Data entries
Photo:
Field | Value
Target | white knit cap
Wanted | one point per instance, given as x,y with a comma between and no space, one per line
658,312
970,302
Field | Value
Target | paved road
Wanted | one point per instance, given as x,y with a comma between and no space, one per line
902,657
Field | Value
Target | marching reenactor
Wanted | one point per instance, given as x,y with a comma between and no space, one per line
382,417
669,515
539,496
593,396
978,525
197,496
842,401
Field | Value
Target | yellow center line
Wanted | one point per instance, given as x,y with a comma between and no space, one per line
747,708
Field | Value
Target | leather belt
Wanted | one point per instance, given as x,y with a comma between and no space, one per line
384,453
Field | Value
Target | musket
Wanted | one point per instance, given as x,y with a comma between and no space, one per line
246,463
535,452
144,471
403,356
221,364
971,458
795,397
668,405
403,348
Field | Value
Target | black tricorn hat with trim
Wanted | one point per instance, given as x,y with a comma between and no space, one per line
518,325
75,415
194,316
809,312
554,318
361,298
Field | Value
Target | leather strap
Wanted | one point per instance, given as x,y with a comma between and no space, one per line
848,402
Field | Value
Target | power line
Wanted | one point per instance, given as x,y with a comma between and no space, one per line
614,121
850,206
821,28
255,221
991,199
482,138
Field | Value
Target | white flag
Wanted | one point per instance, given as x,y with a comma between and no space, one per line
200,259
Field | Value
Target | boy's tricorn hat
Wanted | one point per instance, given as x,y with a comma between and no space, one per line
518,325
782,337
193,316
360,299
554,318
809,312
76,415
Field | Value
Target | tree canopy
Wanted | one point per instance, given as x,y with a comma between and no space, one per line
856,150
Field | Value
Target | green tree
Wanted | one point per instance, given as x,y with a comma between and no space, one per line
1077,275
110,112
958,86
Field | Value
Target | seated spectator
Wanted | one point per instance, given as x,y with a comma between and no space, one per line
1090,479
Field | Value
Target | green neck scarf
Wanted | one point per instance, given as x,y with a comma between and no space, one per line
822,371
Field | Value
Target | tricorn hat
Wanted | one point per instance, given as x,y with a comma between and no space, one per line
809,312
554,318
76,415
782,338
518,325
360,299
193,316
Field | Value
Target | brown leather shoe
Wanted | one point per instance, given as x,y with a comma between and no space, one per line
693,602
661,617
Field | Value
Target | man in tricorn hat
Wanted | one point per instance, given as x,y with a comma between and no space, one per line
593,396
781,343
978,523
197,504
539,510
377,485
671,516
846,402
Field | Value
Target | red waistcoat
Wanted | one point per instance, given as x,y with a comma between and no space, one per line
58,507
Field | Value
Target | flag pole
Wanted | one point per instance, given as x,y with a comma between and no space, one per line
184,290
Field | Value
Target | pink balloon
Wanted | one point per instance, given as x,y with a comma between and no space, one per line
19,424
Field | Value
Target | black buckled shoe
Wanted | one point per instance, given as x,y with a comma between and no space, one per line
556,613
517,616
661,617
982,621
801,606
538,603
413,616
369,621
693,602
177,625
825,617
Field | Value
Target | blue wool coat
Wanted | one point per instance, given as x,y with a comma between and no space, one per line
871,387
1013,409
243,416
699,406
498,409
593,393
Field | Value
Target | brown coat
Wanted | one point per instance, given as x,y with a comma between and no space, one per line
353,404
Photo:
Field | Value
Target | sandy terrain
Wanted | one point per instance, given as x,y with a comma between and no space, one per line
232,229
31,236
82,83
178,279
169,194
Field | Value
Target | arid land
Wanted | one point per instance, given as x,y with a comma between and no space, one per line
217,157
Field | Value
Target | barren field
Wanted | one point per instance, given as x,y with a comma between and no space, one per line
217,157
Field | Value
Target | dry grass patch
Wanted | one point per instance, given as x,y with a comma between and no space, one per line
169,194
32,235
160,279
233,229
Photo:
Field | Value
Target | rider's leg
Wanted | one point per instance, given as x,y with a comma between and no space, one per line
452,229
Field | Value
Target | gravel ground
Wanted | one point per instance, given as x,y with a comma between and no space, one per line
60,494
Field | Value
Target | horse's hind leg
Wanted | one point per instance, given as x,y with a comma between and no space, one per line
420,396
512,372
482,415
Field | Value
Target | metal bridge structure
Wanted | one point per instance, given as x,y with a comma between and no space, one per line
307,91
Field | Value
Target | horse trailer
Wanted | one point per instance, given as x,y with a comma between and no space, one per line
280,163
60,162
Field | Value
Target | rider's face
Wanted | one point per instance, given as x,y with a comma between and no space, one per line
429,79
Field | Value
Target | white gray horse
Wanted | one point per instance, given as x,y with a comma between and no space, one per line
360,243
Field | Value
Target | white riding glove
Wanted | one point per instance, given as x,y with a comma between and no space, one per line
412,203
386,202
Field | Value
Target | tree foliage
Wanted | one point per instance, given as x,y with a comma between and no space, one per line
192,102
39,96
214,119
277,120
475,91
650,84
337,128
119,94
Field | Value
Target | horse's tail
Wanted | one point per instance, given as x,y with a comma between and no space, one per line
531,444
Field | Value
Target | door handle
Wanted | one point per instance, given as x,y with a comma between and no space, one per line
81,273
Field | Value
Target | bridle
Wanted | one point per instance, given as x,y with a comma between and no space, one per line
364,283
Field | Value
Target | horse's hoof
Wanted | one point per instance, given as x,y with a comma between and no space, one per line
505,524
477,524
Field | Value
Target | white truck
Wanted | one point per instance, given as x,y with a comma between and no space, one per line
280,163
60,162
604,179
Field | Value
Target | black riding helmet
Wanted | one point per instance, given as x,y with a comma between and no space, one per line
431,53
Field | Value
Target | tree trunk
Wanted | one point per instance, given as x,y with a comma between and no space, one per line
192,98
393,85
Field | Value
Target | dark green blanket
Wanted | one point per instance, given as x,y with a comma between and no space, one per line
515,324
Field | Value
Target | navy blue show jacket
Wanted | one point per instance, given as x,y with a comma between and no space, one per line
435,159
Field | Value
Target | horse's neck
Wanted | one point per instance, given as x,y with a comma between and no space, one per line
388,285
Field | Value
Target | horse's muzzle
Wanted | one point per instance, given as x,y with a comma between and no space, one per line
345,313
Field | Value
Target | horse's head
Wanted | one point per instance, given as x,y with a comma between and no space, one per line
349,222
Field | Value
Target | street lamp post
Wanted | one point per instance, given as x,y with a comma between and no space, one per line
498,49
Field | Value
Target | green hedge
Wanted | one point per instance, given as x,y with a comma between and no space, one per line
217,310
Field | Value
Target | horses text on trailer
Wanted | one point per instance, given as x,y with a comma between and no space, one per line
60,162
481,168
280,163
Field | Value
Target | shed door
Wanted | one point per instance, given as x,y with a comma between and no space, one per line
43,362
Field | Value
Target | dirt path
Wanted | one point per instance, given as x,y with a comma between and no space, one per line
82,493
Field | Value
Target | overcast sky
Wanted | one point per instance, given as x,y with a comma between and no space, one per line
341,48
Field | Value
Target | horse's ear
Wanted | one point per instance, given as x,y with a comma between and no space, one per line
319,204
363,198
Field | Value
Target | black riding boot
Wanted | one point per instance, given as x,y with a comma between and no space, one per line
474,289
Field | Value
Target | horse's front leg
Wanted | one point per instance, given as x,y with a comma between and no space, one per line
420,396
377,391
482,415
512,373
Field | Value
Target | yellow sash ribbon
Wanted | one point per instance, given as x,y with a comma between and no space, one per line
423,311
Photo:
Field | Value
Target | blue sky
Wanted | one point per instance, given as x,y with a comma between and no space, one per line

→ Task to carry out
In the listing above, locate every line that contains the string "rider" and copy each such line in full. Matching is case-sensitive.

→ Solution to this task
Target | rider's leg
Target | rider's face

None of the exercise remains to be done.